- **THE PROBLEM**: What lines in the material hold the string "black"? Copy out each of them.

____ DATA PROVIDED

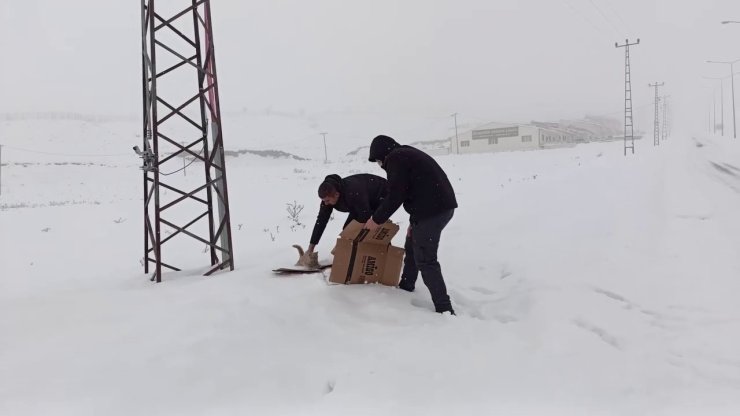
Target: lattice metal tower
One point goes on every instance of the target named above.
(656, 123)
(629, 132)
(180, 96)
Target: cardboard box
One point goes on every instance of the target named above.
(363, 256)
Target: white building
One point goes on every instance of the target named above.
(497, 137)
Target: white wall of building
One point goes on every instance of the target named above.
(499, 138)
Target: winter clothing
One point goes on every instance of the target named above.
(414, 180)
(419, 183)
(360, 195)
(421, 256)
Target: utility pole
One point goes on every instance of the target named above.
(629, 133)
(665, 118)
(721, 105)
(326, 155)
(656, 124)
(732, 80)
(457, 139)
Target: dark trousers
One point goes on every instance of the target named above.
(421, 256)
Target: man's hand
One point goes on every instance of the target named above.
(371, 225)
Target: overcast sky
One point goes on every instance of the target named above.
(492, 60)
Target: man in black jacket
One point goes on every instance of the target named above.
(419, 183)
(360, 195)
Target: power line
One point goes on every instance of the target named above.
(598, 9)
(66, 154)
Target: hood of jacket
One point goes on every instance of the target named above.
(380, 147)
(335, 180)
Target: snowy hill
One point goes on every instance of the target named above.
(586, 282)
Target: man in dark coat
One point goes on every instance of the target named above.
(359, 195)
(419, 183)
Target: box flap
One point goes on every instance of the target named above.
(382, 235)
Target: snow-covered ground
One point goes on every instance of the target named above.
(586, 283)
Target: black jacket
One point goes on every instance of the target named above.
(414, 180)
(360, 195)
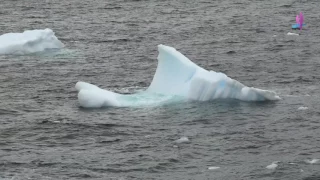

________

- **EXERCISE OUTPUT**:
Target: man in black jacket
Target: black jacket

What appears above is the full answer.